** begin RECORDS PROVIDED **

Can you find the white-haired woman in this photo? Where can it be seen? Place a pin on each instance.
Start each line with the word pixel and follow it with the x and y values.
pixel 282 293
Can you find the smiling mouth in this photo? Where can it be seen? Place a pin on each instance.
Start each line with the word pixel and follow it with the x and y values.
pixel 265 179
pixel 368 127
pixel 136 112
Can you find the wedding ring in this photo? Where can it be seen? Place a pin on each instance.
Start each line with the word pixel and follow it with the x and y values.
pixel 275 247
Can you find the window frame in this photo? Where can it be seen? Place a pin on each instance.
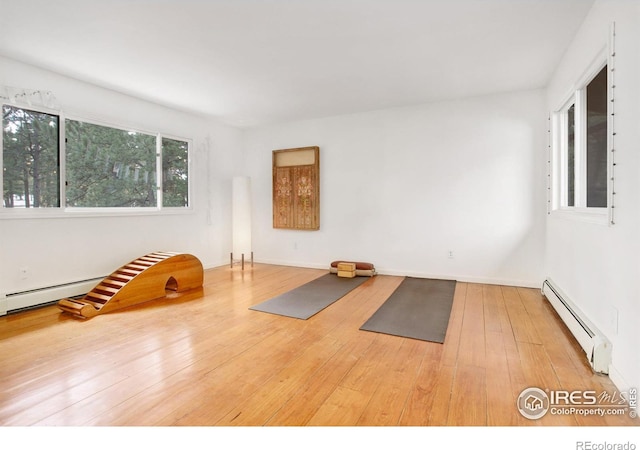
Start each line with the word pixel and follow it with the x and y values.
pixel 559 168
pixel 63 210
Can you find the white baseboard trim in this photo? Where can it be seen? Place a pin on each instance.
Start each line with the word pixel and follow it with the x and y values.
pixel 406 273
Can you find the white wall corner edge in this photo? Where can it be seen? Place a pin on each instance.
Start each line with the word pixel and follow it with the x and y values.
pixel 3 304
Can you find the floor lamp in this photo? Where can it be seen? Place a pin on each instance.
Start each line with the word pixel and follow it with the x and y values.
pixel 241 219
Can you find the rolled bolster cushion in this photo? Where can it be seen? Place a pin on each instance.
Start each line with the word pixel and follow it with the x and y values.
pixel 359 265
pixel 359 273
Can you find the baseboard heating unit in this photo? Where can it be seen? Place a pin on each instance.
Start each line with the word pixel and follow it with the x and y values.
pixel 595 344
pixel 17 301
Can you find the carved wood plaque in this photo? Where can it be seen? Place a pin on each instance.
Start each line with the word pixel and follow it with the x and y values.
pixel 296 188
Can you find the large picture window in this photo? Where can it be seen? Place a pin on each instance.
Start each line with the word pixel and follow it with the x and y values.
pixel 581 146
pixel 107 167
pixel 89 166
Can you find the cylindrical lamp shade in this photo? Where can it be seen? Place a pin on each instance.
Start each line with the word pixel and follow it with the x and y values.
pixel 241 216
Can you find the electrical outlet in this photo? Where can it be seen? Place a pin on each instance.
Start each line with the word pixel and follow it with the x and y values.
pixel 613 320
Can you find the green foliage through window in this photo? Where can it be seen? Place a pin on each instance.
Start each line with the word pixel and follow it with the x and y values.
pixel 30 159
pixel 105 167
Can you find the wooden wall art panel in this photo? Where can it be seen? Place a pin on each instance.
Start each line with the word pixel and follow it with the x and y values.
pixel 296 188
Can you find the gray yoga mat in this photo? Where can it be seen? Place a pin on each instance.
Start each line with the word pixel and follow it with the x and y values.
pixel 419 308
pixel 310 298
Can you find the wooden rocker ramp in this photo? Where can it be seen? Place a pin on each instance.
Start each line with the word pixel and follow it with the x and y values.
pixel 146 278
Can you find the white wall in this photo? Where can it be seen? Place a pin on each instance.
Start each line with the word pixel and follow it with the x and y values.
pixel 598 266
pixel 66 249
pixel 401 188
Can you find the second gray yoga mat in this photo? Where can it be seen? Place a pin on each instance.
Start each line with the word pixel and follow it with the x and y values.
pixel 419 308
pixel 310 298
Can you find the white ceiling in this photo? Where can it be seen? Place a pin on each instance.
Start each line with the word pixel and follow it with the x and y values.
pixel 252 62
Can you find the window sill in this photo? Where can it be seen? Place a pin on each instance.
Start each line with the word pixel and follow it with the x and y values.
pixel 598 216
pixel 57 213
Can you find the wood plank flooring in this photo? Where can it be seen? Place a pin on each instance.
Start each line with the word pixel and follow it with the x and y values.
pixel 206 359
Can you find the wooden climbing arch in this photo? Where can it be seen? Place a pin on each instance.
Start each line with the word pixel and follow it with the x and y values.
pixel 143 279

** end RECORDS PROVIDED **

* _YOUR INSTRUCTIONS_: Rewrite the records beginning at the line that has "Can you find the white ceiling" and stopping after the line that has "pixel 252 62", with "pin" changed to "marker" and nothing else altered.

* _WRITTEN ANSWER_:
Can you find the white ceiling in this photo? Where can it be seen? Place a marker on each instance.
Start each line with the word pixel and follow it with the x and y values.
pixel 252 62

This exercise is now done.